──────── Data for the task
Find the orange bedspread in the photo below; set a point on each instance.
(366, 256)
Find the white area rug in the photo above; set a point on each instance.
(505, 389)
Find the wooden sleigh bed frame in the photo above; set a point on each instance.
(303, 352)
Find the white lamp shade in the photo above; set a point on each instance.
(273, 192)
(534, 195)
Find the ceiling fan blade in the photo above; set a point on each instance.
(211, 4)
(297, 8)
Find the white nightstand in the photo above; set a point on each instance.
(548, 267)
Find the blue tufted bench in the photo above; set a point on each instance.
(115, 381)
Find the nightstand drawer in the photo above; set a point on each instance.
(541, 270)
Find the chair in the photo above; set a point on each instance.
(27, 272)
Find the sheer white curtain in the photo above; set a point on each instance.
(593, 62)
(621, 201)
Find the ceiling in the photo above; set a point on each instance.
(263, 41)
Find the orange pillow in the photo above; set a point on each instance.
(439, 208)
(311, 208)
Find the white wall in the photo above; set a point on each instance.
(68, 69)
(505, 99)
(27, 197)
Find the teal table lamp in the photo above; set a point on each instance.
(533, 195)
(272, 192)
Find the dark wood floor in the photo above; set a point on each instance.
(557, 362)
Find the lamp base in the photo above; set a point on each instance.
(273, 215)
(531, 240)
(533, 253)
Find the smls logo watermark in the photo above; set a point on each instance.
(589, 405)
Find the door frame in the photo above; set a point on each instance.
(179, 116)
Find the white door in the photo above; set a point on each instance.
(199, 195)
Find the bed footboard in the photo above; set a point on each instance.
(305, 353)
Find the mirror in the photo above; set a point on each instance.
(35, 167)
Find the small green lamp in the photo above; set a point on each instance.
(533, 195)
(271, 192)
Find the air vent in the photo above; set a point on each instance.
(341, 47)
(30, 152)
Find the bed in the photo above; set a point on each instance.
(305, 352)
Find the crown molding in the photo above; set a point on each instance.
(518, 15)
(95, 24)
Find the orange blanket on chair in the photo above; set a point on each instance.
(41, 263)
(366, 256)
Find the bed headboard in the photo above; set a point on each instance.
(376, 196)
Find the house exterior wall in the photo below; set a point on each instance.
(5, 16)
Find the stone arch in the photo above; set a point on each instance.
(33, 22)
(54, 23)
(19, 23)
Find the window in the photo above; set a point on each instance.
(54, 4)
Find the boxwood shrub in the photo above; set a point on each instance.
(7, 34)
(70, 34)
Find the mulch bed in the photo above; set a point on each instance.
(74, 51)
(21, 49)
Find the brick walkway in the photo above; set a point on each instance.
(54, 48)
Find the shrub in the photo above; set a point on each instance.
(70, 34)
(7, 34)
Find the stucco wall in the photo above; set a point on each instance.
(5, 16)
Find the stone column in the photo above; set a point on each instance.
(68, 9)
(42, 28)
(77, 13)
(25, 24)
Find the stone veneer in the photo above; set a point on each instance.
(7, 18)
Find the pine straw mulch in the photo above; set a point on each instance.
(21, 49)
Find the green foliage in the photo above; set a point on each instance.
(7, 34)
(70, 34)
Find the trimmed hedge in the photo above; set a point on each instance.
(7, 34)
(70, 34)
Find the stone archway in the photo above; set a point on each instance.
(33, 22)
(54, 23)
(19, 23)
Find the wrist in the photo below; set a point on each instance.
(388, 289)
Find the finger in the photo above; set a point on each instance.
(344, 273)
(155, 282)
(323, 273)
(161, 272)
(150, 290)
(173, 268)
────────────────
What to produce
Rewrite everything from the line containing "Find the green" down to the end of the records above, keeping every line, and raise each coordinate in the answers by 71.

Task response
Find the green foliage in the photo above; set a point on each instance.
(78, 105)
(141, 105)
Find the trimmed hedge in the photo above; set a point on each instance.
(78, 105)
(141, 105)
Find the stone archway in the photo above; set a point on each instance.
(104, 93)
(125, 94)
(90, 94)
Find the wrist in the photo below; set a point on each instance.
(459, 360)
Find the finger in the photo above; set a point on each instance.
(415, 344)
(226, 353)
(394, 344)
(232, 343)
(221, 361)
(244, 339)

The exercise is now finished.